-- start DATASET EXTRACT --

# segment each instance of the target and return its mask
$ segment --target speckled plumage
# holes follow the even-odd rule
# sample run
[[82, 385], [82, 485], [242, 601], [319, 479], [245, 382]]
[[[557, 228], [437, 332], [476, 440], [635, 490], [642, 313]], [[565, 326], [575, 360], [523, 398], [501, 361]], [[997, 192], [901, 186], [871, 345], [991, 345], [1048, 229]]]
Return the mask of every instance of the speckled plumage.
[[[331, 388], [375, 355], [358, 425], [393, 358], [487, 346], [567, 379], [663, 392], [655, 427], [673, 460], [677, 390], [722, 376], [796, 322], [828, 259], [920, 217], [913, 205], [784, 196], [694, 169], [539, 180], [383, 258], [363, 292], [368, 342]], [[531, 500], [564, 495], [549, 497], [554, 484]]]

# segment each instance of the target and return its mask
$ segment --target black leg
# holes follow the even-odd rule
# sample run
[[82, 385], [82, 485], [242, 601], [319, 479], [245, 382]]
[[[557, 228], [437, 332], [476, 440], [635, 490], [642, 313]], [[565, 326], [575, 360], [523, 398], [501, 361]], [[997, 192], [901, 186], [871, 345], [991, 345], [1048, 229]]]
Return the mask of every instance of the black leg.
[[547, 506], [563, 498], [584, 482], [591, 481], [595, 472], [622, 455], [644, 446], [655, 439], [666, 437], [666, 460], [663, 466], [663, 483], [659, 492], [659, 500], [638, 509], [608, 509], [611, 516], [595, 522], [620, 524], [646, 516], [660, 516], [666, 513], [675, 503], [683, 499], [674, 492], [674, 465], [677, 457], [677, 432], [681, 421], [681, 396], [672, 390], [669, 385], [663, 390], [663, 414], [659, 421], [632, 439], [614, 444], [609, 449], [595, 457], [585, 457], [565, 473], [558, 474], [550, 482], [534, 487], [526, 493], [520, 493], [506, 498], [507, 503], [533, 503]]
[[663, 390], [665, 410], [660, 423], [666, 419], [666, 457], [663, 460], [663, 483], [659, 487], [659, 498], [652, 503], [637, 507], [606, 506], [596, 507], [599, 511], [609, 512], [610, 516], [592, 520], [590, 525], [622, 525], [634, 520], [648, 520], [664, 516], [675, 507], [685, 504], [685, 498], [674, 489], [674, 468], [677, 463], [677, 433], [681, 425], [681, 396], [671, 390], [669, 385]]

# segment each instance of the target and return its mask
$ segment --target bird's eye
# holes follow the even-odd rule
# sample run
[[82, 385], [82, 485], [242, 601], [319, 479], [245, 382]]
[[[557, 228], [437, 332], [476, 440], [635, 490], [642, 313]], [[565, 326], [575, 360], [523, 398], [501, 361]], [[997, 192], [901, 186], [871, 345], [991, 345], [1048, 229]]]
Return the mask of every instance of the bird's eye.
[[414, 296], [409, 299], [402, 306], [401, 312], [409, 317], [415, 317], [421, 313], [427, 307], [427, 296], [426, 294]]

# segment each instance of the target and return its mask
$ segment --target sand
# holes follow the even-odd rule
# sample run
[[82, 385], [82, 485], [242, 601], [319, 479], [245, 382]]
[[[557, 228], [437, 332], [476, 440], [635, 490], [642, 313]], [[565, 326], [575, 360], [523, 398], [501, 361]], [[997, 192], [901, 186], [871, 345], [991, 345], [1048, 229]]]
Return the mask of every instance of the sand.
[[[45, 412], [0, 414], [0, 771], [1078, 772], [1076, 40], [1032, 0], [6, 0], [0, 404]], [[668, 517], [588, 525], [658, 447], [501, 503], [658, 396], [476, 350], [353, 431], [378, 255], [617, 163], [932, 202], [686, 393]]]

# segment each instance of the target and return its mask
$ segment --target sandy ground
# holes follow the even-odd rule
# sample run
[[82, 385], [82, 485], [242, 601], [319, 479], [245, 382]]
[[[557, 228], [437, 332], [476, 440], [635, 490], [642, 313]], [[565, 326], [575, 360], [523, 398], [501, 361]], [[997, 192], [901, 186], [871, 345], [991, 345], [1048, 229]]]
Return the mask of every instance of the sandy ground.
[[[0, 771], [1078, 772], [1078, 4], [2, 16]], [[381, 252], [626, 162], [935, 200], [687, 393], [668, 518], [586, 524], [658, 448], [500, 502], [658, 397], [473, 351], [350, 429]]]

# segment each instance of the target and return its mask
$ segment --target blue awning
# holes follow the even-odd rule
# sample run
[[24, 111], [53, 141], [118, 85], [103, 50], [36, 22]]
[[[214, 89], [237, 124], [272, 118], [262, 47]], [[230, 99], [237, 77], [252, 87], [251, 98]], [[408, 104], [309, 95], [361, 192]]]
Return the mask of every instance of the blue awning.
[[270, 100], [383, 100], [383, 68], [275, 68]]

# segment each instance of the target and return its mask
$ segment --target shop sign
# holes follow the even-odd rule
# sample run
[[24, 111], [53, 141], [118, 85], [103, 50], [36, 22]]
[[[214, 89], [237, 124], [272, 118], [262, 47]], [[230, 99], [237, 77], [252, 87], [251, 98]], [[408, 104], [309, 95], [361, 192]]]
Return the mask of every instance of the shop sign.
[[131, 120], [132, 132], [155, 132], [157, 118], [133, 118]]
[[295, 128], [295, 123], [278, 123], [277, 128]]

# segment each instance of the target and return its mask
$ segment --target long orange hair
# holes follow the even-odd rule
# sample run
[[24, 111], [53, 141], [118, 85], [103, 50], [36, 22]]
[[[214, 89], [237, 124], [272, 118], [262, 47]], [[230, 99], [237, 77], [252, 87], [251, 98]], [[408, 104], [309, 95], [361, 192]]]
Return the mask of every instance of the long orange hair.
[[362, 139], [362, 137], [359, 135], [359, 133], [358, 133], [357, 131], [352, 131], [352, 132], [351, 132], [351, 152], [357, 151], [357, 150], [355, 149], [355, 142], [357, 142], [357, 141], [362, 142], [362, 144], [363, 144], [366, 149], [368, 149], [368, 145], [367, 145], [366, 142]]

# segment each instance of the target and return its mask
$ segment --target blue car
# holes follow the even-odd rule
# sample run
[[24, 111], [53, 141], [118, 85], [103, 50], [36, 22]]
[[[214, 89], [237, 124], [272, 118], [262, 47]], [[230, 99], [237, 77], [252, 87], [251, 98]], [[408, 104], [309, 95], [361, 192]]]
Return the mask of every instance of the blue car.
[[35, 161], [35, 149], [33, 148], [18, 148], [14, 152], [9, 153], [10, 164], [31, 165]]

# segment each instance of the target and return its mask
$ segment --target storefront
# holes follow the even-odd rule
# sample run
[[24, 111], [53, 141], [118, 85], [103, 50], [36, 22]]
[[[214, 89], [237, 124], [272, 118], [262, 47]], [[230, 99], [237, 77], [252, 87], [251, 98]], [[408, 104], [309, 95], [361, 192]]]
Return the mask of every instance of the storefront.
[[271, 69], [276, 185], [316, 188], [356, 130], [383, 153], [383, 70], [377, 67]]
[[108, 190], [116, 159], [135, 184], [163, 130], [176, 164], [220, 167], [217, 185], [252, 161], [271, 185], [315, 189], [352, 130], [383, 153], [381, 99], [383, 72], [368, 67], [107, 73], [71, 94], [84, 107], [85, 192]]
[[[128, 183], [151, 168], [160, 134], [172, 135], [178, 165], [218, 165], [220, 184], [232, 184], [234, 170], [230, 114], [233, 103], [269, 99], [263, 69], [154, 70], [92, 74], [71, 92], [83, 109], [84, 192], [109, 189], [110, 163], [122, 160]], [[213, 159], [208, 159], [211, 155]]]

-- end DATASET EXTRACT --
-- start DATASET EXTRACT --

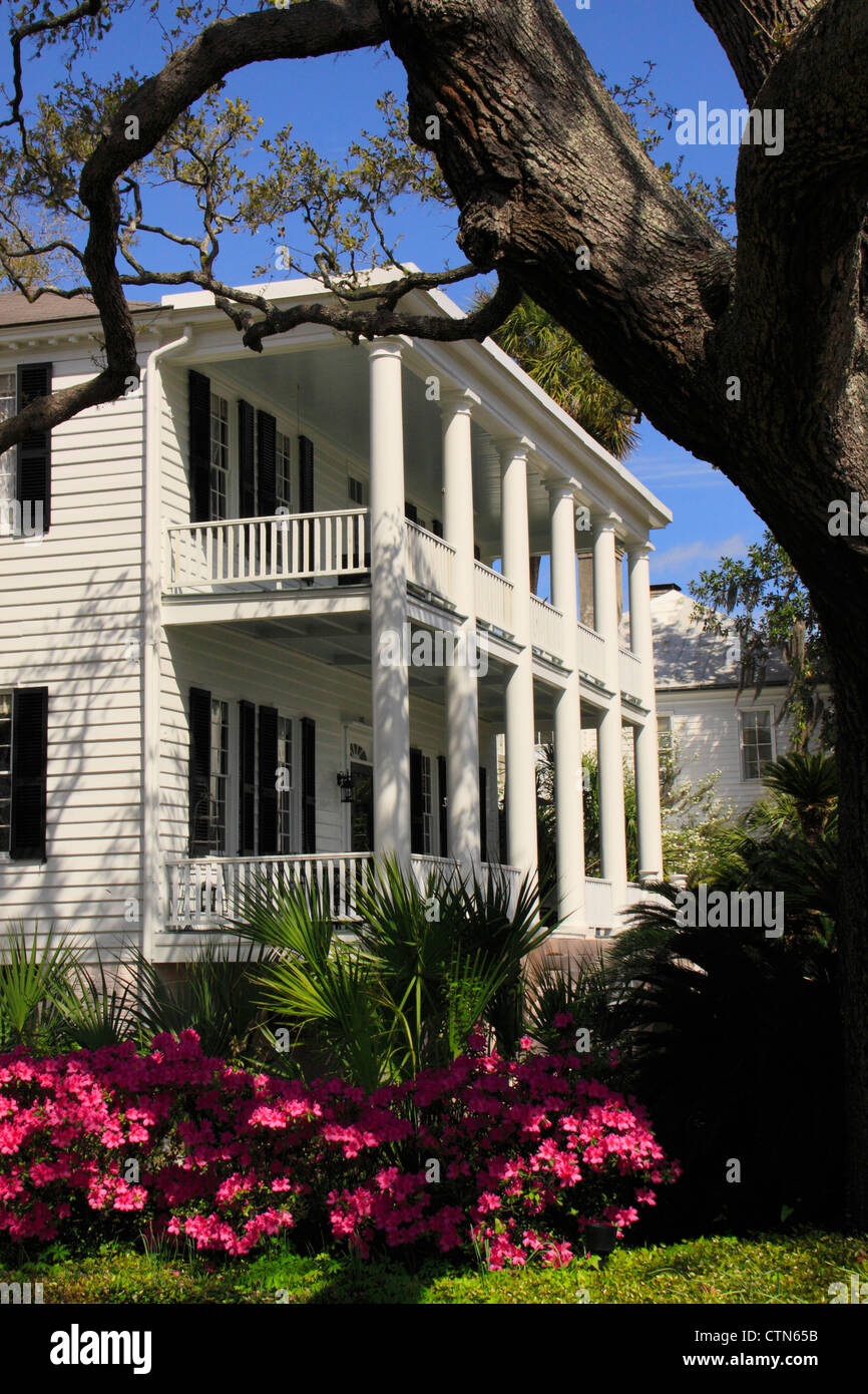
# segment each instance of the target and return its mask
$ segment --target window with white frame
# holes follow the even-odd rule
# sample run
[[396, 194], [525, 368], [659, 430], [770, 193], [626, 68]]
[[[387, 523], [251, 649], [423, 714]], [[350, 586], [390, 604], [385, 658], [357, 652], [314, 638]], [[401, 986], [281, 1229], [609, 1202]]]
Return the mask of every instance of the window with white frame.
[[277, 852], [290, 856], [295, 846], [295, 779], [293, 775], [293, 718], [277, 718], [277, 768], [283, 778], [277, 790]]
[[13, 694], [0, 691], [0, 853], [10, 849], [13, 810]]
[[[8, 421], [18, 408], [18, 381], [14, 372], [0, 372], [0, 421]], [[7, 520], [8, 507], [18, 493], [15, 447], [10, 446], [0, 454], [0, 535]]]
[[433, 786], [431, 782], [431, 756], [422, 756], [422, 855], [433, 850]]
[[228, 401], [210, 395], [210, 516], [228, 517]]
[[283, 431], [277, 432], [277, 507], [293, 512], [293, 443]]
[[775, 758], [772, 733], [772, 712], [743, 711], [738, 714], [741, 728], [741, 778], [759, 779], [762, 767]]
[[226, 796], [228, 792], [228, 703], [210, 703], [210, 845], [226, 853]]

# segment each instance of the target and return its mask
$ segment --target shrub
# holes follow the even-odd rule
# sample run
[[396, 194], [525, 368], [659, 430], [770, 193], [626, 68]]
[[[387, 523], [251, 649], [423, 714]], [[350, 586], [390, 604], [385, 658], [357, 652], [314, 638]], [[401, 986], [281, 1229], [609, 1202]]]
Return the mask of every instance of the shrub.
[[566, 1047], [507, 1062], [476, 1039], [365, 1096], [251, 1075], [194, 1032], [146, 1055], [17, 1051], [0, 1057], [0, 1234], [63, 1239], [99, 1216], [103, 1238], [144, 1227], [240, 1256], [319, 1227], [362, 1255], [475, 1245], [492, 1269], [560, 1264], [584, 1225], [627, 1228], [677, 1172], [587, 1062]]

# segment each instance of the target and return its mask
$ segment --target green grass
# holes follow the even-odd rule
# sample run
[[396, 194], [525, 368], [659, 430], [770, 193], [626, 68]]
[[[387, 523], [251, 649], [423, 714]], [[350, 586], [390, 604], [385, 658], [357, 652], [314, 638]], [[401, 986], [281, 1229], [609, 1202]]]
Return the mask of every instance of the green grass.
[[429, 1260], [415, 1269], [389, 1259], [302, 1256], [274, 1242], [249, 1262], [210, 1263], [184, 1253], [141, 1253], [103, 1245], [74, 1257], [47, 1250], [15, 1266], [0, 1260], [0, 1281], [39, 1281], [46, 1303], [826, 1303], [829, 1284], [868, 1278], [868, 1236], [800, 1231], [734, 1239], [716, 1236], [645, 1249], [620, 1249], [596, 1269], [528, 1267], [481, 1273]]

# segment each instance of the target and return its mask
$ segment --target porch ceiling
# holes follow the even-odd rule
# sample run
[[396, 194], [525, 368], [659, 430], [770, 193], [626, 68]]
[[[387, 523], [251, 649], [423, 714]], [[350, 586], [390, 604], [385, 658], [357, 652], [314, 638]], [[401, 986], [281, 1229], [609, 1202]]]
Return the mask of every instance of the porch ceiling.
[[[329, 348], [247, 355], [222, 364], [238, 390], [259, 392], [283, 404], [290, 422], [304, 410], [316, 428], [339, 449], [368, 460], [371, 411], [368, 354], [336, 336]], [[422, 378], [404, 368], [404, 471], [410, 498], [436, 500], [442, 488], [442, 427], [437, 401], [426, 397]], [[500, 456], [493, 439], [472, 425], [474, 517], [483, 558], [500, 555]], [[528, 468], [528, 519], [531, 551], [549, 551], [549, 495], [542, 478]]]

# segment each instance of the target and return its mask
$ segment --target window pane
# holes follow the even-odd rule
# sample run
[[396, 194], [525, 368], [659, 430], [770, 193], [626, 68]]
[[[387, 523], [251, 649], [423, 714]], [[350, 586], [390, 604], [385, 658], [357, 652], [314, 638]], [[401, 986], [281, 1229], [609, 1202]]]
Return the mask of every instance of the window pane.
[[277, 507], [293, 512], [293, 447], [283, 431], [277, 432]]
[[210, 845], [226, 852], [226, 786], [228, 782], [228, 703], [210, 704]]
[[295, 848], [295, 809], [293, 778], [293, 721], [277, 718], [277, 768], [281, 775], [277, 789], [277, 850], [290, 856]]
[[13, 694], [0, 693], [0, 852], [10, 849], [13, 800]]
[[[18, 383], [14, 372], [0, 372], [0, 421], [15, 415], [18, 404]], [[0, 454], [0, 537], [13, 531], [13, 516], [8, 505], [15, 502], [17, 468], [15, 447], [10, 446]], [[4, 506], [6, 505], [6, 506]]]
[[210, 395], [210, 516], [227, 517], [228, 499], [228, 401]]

-- end DATASET EXTRACT --

EXERCISE DETAILS | Show every line of the material above that contains the string "porch". Case counts.

RESPONSE |
$ segment --target porch ceiling
Return the mask of every instance of the porch ceiling.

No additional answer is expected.